▶ **Consigne écrite 1**: Reprenez sous forme de liste le paragraphe de l'extrait fourni qui commence par « Avec douze films à son actif ». Gardez-en les faits principaux.
▶ **Consigne écrite 2**: Prolongez l'extrait fourni sur Olivier Godin à partir de sa dernière phrase.

▶ **Extrait fourni**:
------------------------------------------------
Avec douze films à son actif (10 courts et 2 longs), Olivier Godin, réalisateur de
Nouvelles, Nouvelles, a constitué en quelques années un univers aisément reconnaissable, bordé par la magie, par un amour des sonorités de la langue et par la tradition orale. Son cinéma est à contre-pied des productions entérinées par les instances subventionnaires et cette première sortie en salle marque pour le jeune réalisateur l’aboutissement d’un projet indépendant tourné au péril du 16 mm et mené par une troupe de comédiens et de techniciens qui lui sont restés fidèles de film en film. Dans cet entretien, nous entrons dans l’univers d’un authentique cinéaste qui trouve dans le conte l’occasion de renouer avec une certaine tradition québécoise.
Panorama-cinéma : Premièrement le titre.
Nouvelles, Nouvelles. Un titre curieux, qui rappelle évidemment la nouveauté – un souffle qui colle bien au film –, mais aussi la forme littéraire. Pourquoi ce titre?
Olivier Godin : L’interprétation est généreuse. Pour moi c’est l’idée de variation qui est très présente dans le film; à l’écriture je partais avec en tête l’idée que ce serait un film de Noël – Noël, Noël… Nouvelles, Nouvelles – et le dédoublement est aussi très présent dans le film. Chaque personnage se dédouble dans une version réelle et une version onirique, avec des personnages qui se rêvent dans la fiction et vice-versa. Le titre était pour moi une clé d’interprétation, quelque chose qui faisait partie de l’idée, qui n’était pas arbitraire. D’ailleurs, au départ le film s’appelait
Une invitation au voyage, mais je trouvais ce titre trop littéraire et l’ai changé.
------------------------------------------------
▶ **Matériel fourni**:

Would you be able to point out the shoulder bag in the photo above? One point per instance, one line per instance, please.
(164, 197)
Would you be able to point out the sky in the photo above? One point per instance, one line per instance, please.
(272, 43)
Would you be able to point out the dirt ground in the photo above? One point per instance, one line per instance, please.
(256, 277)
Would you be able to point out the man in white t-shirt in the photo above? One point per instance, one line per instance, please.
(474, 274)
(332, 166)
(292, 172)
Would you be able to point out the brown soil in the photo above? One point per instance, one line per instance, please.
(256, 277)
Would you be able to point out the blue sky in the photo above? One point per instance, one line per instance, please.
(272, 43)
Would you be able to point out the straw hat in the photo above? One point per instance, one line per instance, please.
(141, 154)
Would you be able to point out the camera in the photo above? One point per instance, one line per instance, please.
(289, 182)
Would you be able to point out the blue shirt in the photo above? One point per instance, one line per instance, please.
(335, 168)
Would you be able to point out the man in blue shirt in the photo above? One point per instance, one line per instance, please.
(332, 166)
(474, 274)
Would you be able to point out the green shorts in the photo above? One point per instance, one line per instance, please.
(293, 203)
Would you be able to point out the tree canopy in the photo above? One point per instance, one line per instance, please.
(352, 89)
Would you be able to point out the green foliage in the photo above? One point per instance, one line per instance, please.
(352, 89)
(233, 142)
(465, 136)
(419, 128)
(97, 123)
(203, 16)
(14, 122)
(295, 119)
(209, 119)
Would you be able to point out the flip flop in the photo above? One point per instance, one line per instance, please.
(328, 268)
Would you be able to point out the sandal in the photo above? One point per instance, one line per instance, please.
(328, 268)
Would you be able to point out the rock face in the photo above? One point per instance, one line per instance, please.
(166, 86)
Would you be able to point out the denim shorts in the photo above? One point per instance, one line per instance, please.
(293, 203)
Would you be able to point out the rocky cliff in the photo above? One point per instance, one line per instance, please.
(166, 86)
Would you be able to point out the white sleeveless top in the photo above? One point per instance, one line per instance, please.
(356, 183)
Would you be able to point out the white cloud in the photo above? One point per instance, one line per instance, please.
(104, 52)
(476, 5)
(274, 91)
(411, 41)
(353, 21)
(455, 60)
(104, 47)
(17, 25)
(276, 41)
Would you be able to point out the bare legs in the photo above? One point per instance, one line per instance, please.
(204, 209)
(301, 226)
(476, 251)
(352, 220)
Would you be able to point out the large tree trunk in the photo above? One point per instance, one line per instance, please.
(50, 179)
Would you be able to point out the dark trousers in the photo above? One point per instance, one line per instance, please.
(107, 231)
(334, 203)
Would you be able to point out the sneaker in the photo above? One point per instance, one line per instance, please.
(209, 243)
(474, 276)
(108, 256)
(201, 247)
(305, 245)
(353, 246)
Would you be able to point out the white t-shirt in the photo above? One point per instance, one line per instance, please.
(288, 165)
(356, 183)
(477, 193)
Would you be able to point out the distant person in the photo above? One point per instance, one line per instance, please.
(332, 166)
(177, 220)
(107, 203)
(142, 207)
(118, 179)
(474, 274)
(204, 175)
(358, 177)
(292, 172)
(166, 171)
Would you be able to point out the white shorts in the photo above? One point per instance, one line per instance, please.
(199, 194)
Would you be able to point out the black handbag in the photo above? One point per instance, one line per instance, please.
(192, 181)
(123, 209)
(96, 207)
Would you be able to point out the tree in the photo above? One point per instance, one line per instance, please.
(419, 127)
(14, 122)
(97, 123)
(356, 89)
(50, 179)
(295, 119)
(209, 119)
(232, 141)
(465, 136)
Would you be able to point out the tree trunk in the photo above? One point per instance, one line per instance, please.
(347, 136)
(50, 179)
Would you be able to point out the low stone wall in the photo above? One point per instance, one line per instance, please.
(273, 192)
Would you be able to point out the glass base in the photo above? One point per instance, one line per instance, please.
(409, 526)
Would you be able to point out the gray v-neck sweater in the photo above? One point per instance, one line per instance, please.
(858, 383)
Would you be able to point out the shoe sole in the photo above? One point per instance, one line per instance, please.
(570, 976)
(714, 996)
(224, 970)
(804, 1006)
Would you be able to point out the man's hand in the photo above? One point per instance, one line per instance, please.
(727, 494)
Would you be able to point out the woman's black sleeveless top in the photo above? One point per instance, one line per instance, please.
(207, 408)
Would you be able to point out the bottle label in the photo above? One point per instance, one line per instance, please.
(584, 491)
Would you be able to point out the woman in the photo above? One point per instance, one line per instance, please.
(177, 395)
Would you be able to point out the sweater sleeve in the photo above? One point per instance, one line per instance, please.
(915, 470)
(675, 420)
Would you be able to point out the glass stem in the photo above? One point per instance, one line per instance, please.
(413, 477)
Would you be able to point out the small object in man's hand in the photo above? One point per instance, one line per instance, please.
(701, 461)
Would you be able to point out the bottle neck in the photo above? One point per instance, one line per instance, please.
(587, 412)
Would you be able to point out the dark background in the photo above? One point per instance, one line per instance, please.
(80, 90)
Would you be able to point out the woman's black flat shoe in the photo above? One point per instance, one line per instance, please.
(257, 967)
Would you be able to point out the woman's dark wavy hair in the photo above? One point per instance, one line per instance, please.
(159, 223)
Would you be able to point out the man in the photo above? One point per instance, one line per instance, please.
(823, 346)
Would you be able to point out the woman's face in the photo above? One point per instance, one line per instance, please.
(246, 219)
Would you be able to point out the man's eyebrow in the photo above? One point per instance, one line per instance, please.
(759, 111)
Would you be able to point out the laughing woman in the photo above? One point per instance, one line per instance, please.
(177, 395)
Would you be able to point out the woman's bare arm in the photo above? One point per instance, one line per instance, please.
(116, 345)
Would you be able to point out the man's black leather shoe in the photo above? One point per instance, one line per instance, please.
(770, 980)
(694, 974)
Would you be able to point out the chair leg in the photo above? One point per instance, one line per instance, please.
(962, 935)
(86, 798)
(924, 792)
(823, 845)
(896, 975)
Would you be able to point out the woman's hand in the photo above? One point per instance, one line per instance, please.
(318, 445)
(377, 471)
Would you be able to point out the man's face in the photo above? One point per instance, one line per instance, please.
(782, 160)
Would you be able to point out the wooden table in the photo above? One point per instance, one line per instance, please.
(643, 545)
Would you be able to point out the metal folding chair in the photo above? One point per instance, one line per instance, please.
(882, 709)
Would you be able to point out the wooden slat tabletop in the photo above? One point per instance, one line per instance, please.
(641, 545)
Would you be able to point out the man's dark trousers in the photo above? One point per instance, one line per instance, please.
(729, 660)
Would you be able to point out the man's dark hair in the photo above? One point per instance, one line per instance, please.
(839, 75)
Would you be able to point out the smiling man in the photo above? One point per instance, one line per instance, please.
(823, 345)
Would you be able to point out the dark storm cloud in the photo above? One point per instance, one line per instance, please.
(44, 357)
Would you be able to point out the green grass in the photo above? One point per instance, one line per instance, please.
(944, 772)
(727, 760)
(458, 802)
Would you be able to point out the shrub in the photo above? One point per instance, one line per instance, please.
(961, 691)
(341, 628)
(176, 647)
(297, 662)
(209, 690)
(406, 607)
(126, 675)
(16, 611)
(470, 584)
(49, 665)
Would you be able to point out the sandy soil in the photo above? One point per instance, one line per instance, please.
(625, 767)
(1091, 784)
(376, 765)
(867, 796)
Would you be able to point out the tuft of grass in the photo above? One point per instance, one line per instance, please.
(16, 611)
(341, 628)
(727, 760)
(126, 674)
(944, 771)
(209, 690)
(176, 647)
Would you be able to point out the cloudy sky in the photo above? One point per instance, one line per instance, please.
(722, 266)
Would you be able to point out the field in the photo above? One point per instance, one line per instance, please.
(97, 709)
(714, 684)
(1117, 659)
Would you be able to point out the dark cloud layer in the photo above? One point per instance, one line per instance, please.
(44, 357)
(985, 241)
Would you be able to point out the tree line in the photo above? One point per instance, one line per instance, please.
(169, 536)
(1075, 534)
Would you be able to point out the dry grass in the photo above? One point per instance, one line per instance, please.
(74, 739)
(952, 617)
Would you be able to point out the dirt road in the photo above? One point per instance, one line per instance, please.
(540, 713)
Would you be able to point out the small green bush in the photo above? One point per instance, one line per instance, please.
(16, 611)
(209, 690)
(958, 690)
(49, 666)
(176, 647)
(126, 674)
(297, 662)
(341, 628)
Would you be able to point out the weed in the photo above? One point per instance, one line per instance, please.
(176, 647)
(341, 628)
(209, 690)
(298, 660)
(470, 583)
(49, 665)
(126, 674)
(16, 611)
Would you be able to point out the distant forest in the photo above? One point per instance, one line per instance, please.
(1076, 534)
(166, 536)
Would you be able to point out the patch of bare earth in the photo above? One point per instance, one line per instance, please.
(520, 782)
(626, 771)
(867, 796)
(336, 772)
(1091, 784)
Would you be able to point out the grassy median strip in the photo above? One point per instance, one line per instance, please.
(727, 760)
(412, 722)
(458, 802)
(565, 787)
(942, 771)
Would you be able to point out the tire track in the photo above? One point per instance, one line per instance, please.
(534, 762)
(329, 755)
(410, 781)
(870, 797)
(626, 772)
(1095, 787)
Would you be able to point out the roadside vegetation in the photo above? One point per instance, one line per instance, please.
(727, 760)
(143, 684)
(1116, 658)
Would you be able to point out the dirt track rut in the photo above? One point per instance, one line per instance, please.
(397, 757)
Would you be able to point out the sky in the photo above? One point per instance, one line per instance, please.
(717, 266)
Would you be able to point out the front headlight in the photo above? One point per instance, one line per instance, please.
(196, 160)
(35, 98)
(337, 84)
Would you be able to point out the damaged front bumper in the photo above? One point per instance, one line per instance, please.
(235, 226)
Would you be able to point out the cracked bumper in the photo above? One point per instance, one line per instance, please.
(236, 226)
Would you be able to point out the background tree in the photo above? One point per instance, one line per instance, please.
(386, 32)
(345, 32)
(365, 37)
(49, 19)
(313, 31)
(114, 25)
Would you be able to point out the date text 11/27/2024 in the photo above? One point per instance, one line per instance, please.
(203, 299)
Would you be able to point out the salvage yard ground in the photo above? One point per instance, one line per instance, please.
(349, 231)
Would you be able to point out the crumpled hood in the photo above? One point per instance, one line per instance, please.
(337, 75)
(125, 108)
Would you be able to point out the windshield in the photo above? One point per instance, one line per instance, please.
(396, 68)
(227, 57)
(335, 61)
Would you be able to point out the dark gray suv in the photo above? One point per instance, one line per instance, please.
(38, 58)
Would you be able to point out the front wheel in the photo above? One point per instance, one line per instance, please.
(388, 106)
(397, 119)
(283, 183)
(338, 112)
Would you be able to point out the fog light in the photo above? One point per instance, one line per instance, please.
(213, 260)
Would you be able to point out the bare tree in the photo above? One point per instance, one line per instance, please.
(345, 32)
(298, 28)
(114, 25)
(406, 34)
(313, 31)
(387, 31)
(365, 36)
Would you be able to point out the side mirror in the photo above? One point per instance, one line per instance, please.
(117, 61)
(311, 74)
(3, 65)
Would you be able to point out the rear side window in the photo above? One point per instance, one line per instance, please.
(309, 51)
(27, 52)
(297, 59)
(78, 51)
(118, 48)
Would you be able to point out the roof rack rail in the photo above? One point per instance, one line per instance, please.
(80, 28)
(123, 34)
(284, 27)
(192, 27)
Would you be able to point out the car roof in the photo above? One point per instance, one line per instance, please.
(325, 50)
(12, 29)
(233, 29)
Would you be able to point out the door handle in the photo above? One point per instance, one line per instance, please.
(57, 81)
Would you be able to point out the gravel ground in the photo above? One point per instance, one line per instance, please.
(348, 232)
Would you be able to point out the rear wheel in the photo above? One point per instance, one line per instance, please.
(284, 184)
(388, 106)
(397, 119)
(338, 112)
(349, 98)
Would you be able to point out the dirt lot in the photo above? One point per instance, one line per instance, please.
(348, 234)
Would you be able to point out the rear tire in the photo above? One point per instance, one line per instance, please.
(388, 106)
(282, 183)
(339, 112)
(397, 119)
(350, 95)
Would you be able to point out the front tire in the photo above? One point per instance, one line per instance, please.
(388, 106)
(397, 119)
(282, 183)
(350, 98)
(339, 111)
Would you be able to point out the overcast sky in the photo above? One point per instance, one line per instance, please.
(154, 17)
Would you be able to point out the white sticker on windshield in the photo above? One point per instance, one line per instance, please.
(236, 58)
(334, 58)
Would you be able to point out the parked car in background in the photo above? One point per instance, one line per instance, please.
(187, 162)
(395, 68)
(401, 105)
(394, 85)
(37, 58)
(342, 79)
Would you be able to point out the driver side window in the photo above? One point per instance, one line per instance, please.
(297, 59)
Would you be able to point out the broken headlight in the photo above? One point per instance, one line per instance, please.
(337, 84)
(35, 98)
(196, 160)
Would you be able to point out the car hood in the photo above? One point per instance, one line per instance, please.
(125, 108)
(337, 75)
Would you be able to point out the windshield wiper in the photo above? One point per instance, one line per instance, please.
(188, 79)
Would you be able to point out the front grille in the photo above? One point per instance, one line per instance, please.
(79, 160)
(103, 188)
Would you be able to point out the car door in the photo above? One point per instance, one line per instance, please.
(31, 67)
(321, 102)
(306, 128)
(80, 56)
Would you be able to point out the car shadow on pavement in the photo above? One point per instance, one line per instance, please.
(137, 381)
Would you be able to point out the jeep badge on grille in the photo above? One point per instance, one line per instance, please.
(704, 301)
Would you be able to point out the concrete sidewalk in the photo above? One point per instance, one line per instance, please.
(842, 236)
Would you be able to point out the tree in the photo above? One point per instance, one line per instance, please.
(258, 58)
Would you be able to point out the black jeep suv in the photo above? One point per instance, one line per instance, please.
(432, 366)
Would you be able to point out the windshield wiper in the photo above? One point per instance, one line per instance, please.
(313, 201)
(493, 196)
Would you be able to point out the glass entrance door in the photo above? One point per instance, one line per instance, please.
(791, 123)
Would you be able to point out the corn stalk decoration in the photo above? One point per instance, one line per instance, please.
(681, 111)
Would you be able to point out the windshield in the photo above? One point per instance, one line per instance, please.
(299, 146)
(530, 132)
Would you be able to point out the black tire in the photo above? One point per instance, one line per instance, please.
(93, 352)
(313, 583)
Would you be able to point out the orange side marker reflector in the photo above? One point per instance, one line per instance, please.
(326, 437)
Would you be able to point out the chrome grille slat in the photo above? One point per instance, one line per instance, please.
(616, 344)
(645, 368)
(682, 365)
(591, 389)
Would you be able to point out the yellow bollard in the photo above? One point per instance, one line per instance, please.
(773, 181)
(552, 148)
------------------------------------------------
▶ **Réponse écrite 1**:
- Olivier Godin, réalisateur de *Nouvelles, Nouvelles*, a douze films à son actif : dix courts et deux longs.
- En quelques années, il s'est construit un univers facile à reconnaître, marqué par la magie, l'amour des sonorités de la langue et la tradition orale.
- Son cinéma va à contre-pied des productions approuvées par les organismes qui subventionnent.
- Cette première sortie en salle couronne un projet indépendant, tourné en 16 mm malgré les risques, avec une troupe de comédiens et de techniciens qui lui sont fidèles d'un film à l'autre.
- L'entretien présente un vrai cinéaste qui, par le conte, renoue avec une certaine tradition québécoise.

▶ **Réponse écrite 2**:
Panorama-cinéma : Au centre du film, il y a un conte rempli d’objets magiques, de personnages un peu farfelus. Comment considérez-vous le conte? Pour certaines personnes, c’est une instance qui peut être moraliste, voire moralisante et pour d’autres c’est d’abord un moyen d’évasion, une ouverture au fantastique.
Olivier Godin : Je dirais que c’est très bien que le conte soit un moyen d’évasion. Je n’approche pas le cinéma en me disant que je vais faire des films divertissants : je veux plutôt faire des films stimulants. Et avec le conte, on part avec l’impression qu’on peut s’en permettre un peu et dans mon amour de la parole, de la tradition orale, il y a cette idée des jeux, des interprétations qui est importante et déterminante dans la phase de l’écriture et dans ma manière de l’interpréter. J’ai eu un beau compliment de
Michel Faubert qui a vu le film et qui est un conteur que j’aime beaucoup; il m’a dit que je poursuivais à ma manière une tradition, comme au départ il s’agissait d’une reprise d’un conte d’
Alain Lamontagne, mais aussi de la comptine
Dans la ville de Paris. Le film contient beaucoup de variations sur des éléments comme ça auxquels j’ajoute mon bagage cinéphilique.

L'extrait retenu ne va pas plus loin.